Dataset records:
::::::::::
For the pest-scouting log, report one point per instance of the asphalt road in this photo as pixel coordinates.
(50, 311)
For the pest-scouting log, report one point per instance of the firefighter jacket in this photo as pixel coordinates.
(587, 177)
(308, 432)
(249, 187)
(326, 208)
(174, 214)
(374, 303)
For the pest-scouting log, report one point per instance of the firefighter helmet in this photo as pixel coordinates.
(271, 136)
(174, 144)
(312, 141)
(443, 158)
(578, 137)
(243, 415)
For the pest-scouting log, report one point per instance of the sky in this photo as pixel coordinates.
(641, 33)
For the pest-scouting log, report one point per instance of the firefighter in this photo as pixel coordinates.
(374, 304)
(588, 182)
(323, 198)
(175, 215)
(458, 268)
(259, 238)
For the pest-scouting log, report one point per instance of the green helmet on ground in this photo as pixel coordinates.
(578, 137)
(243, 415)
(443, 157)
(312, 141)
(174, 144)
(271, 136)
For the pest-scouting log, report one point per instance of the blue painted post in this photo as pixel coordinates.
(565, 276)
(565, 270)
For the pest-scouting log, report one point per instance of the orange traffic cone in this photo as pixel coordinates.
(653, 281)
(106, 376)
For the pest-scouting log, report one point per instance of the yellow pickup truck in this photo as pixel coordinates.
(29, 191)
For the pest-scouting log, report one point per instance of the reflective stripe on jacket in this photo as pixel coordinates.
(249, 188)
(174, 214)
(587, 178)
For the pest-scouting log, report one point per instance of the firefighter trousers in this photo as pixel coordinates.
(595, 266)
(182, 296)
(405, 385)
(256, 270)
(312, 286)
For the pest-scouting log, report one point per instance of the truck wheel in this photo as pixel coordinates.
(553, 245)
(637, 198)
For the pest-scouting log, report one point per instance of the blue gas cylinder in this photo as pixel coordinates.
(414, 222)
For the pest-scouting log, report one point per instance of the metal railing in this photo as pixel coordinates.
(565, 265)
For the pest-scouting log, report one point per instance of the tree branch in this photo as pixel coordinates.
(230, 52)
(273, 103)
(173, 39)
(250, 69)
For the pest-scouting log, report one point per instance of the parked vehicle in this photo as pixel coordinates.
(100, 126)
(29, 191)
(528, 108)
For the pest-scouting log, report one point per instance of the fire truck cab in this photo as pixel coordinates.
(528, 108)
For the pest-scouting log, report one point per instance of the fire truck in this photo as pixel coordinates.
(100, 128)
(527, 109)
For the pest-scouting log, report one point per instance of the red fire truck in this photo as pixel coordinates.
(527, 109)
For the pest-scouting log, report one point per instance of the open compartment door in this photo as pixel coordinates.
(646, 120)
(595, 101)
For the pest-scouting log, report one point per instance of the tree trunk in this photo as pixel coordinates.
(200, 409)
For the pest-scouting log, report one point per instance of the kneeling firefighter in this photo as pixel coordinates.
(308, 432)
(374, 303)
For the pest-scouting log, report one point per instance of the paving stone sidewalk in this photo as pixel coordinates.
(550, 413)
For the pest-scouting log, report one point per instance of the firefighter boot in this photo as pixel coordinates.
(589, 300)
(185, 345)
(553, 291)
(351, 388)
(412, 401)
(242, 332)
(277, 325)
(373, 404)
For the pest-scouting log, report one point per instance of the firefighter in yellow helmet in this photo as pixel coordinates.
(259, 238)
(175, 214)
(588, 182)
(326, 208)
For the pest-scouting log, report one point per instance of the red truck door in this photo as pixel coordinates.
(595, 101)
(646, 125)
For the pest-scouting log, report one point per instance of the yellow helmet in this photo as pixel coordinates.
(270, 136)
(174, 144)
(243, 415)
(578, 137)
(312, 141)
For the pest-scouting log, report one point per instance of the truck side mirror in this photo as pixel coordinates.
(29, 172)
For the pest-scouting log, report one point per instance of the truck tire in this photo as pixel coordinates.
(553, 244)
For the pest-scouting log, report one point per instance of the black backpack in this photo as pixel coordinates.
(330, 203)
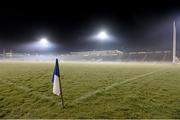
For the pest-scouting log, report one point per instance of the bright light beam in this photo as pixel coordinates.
(102, 35)
(44, 42)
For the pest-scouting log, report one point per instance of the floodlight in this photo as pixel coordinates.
(102, 35)
(44, 42)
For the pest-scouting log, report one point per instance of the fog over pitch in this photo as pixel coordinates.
(70, 26)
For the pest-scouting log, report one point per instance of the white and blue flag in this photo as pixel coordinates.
(56, 79)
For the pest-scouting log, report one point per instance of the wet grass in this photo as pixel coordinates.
(26, 90)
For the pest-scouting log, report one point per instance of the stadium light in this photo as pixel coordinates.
(44, 42)
(102, 35)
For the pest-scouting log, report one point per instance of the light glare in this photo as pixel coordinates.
(102, 35)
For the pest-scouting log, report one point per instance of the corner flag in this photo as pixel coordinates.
(56, 79)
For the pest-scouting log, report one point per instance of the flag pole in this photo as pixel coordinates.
(61, 94)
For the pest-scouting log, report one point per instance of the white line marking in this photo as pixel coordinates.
(29, 91)
(111, 86)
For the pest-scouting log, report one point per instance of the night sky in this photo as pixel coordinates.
(135, 26)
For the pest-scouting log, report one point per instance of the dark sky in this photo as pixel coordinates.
(135, 26)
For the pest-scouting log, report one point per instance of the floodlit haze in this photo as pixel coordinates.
(70, 27)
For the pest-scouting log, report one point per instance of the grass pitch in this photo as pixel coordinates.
(91, 90)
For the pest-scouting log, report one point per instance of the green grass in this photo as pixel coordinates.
(91, 90)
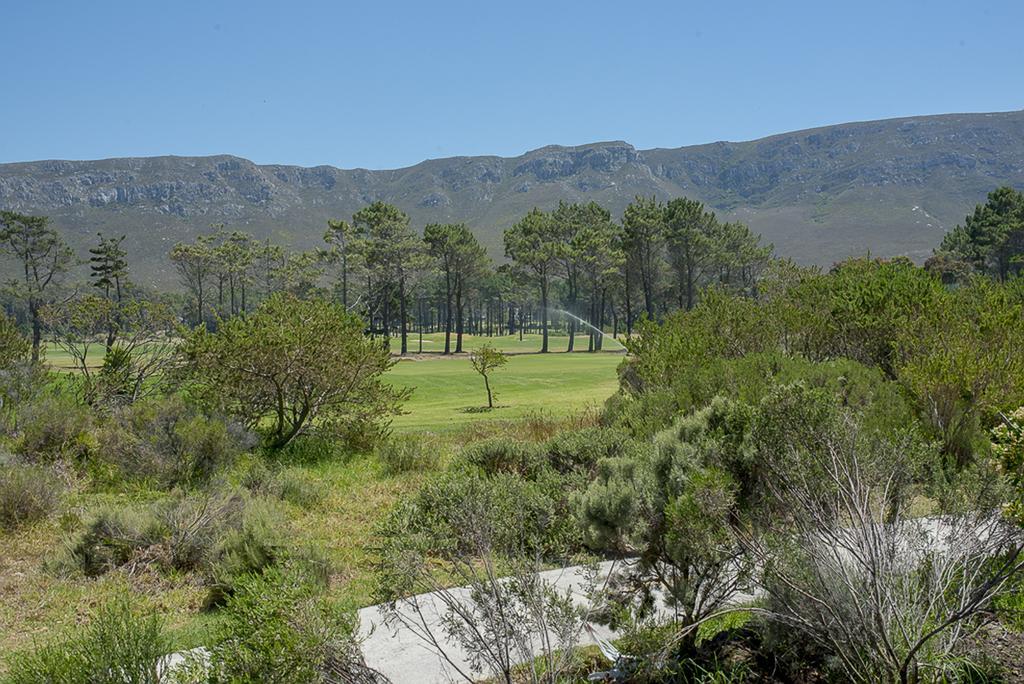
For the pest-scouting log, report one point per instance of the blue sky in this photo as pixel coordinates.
(387, 84)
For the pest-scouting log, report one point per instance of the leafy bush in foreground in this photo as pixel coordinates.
(168, 441)
(54, 426)
(28, 493)
(402, 454)
(514, 514)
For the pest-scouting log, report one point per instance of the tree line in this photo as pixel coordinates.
(573, 264)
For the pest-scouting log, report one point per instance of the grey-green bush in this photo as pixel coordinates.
(402, 454)
(221, 537)
(170, 442)
(501, 455)
(28, 493)
(461, 510)
(278, 628)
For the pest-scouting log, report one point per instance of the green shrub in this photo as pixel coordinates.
(292, 485)
(276, 628)
(168, 441)
(641, 415)
(465, 511)
(502, 455)
(221, 537)
(310, 450)
(28, 493)
(54, 427)
(407, 453)
(119, 645)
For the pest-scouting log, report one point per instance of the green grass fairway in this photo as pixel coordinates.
(448, 393)
(434, 342)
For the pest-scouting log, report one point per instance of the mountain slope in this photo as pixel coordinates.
(890, 187)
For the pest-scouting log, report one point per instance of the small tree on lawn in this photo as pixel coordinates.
(293, 365)
(484, 360)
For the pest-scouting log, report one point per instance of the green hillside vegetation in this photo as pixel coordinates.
(886, 187)
(243, 465)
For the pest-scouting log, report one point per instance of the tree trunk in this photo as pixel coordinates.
(544, 307)
(448, 313)
(403, 324)
(458, 315)
(37, 330)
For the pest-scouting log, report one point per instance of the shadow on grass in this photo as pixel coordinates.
(480, 410)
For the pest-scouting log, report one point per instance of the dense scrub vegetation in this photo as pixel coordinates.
(805, 475)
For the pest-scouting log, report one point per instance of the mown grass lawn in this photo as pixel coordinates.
(557, 341)
(449, 394)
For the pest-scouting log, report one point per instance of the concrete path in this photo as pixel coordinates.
(406, 658)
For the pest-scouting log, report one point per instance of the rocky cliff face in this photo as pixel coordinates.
(888, 186)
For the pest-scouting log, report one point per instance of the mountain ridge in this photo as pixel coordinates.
(888, 186)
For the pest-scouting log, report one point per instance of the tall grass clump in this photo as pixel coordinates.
(120, 645)
(28, 493)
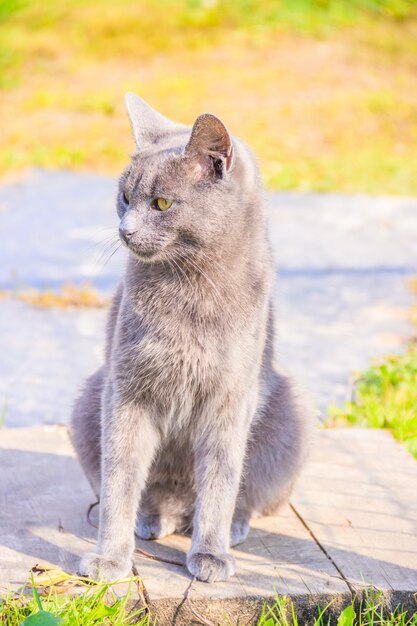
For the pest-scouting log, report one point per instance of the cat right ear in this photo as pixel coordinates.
(148, 126)
(210, 138)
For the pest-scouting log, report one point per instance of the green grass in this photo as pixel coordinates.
(370, 611)
(385, 397)
(102, 608)
(89, 609)
(327, 97)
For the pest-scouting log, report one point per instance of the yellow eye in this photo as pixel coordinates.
(162, 204)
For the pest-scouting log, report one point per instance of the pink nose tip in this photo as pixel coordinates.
(126, 235)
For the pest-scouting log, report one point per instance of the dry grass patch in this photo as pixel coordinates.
(323, 92)
(68, 296)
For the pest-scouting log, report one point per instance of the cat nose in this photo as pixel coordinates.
(126, 234)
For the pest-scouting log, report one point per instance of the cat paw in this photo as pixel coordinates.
(211, 567)
(154, 526)
(239, 531)
(98, 567)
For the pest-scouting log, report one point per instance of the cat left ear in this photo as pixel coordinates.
(210, 137)
(147, 124)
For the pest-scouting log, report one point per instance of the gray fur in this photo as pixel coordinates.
(188, 421)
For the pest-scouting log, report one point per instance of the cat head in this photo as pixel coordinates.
(184, 187)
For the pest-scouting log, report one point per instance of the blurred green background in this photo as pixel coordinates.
(325, 91)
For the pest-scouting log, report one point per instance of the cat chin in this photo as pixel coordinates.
(146, 256)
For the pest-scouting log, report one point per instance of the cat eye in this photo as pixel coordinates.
(162, 204)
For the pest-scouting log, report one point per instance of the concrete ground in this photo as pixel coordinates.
(352, 523)
(342, 298)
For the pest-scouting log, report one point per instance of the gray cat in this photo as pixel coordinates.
(188, 420)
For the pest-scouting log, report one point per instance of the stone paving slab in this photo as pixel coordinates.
(342, 297)
(352, 523)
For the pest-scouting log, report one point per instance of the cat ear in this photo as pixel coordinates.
::::::::::
The problem: Please rewrite the records above as a numbered list, from the line containing "cat in this photo as pixel coordinates." through the end of the records, both ends included, leaving out any blank lines.

Solution for this exercise:
1. For the pest-scouting log, report one point per instance of the gray cat in this photo as pixel coordinates.
2. (188, 420)
3. For the pest-scouting log, report one point per instance of the stone paving slab in this photo as pixel coordinates.
4. (342, 297)
5. (352, 523)
6. For the pest-scouting log, report one point per instance of the cat ear in this photo as pixel coordinates.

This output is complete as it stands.